Chris Cillizza asks, "Are Republicans on the March?"

In the wake of an election cycle dominated by bad news for Republicans, the last five days have been a welcome relief.

Georgia Sen. Saxby Chambliss cruised to a runoff victory last Tuesday, and House Republicans held Louisiana's 4th district and pulled off a massive upset win over Rep. Bill Jefferson in Louisiana's 2nd district on Saturday.

Those three developments have led some Republicans to insist that what happened on Nov. 4 was almost entirely due to President-elect Barack Obama's unique electoral appeal and that when the soon-to-be-president is not on the ballot -- the 2010 midterm elections -- his party will not fare nearly as well.

The simple answer to Cillizza's question is, "no," Republicans aren't on the march. Surprisingly enough, the more complex answer is also "no."

Cillizza does concede that the Republican victory in Georgia came in a state that has, not withstanding Barack Obama's strong showing on November 4, been trending noticeably away from the Democratic Party and towards the Republican Party in recent years. He also does note that the Republican win in Louisiana-4 came in a district that is very red, and that the surprise upset of "Dollar" Bill Jefferson came against a Democratic incumbent sporting 16 criminal indictments.

However, Cillizza concludes, "The wins in Georgia and Louisiana give Republicans something to rally around -- a not insignificant development given the massive losses the party suffered in 2006 and 2008... [T]hey lay the foundation for at least the possibility of a comeback in 2010 and beyond."
***
Short task 1: List every person named in the commentary on recent Republican election wins.
Short task 2: Reproduce the passage of the commentary on recent Republican election wins that begins at "Cillizza does concede" and stops after "16 criminal indictments.".
Short task 3:
Answer these questions from the commentary on recent Republican election wins, one per line:
(a) How many criminal indictments did Bill Jefferson face?
(b) On what day did House Republicans win in Louisiana's 2nd and 4th districts?
(c) Which midterm elections are named as ones where the president-elect will not be on the ballot?

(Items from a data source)
***
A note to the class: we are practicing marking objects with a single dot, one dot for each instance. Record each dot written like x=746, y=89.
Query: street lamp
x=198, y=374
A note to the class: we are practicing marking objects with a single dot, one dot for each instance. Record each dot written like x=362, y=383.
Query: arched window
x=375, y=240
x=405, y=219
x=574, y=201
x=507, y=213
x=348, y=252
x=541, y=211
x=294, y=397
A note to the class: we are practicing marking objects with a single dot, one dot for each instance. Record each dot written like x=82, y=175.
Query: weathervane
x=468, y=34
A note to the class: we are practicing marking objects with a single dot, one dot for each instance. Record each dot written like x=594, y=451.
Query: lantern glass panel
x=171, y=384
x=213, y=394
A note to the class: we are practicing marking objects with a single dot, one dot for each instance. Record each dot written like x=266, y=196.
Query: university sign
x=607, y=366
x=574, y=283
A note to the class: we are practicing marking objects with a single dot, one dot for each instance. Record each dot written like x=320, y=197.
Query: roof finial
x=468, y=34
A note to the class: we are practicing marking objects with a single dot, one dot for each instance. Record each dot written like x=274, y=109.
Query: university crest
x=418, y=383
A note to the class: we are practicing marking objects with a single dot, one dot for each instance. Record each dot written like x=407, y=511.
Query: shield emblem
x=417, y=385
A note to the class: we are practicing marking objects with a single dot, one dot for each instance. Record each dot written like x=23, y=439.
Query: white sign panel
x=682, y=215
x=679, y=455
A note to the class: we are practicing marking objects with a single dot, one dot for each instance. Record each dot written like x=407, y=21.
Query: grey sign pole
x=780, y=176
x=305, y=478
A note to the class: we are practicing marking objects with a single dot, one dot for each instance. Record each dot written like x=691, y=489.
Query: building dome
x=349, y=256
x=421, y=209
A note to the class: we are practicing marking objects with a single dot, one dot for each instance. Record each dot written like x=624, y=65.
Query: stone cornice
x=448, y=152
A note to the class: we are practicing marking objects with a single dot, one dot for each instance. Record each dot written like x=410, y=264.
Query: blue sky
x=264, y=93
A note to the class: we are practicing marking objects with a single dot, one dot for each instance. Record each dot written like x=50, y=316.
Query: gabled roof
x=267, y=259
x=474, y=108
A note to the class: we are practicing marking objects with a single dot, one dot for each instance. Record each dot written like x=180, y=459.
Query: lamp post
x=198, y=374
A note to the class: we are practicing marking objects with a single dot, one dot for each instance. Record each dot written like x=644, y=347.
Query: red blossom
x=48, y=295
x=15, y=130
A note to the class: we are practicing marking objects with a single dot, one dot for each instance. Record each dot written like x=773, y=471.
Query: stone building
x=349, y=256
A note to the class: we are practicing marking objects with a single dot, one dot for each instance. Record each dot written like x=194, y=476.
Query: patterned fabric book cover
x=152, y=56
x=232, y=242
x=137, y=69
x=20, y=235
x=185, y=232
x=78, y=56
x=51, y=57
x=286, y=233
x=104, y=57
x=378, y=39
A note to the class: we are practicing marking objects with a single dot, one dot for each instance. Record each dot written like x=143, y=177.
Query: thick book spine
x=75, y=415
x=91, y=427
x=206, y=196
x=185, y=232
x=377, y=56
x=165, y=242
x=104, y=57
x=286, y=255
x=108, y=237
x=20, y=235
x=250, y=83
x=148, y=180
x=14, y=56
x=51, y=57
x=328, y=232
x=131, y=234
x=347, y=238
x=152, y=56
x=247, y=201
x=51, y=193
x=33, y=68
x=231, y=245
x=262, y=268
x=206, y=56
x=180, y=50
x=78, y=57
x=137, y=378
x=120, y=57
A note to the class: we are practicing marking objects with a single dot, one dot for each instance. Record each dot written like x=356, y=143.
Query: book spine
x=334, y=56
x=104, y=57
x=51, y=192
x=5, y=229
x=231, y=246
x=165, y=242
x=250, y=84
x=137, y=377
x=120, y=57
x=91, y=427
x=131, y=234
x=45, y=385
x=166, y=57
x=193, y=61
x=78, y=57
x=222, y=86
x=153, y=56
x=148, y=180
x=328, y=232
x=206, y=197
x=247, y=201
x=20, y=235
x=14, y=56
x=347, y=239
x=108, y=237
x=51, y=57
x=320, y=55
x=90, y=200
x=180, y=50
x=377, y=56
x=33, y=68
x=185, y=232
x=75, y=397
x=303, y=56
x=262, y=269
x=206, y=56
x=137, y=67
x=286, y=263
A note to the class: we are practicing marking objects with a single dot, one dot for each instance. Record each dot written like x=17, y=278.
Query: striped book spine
***
Task output 1:
Chris Cillizza
Saxby Chambliss
Bill Jefferson
Barack Obama

Task output 2:
Cillizza does concede that the Republican victory in Georgia came in a state that has, not withstanding Barack Obama's strong showing on November 4, been trending noticeably away from the Democratic Party and towards the Republican Party in recent years. He also does note that the Republican win in Louisiana-4 came in a district that is very red, and that the surprise upset of "Dollar" Bill Jefferson came against a Democratic incumbent sporting 16 criminal indictments.

Task output 3:
(a) 16
(b) Saturday
(c) The 2010 midterm elections